Reading passage:
Queers Need To Realize That Elections Won’t Save Us

It’s heartbreaking when a terrible man ascends to power. Every time this happens, and it’s by no means a unique experience in America, we are reminded of just how horrible our system is. And when that man is the next leader of your country — a man who campaigned trampling on your very identity — a whole lot of people crash against that realization at the same time.

Trump will be president, and he didn’t need a coup d’état to get there. He didn’t have to encourage sheriffs to deputize half of America. He merely achieved it through the normal transition of power.

That’s been happening a lot recently, hasn’t it?

Trump. W. Bush. Reagan. Our system sure is electing people every few decades who reliably upend everything for the worse, and this time will be no different. Americans will have to fight against potential rollbacks to our bodily autonomy, our healthcare, and so much more.

As us queers reckon with all the work we will have to do to preserve and expand our rights, its comes time we face the fact that the current electoral strategy has failed us and that a bottoms-up approach is needed.

Request 1:
Answer these questions about the opinion piece on elections.
(a) Which three presidents does the piece list by name?
(b) How does the piece say Trump achieved the presidency?
(c) What kind of approach does the final paragraph say is needed?
Request 2: Put the rows from the line containing "Task: a point for each instance of the reflection" through the end of the rows into a JSON list of strings, one string per line, with blank lines left out.

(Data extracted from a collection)
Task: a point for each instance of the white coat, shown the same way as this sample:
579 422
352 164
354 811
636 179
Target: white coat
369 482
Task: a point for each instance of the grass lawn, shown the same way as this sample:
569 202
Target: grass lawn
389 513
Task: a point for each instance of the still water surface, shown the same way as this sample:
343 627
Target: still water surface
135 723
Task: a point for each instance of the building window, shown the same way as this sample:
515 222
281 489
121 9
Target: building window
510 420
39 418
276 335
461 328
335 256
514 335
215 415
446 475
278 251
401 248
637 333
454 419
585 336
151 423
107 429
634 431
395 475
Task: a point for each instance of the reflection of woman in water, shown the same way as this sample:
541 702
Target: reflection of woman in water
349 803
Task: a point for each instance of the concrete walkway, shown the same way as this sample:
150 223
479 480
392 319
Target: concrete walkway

Task response 1:
(a) Trump, W. Bush and Reagan.
(b) Through the normal transition of power.
(c) A bottoms-up approach.

Task response 2:
[
  "Task: a point for each instance of the reflection of woman in water, shown the same way as this sample:",
  "541 702",
  "Target: reflection of woman in water",
  "349 803",
  "Task: a point for each instance of the concrete walkway, shown the same way as this sample:",
  "150 223",
  "479 480",
  "392 319",
  "Target: concrete walkway"
]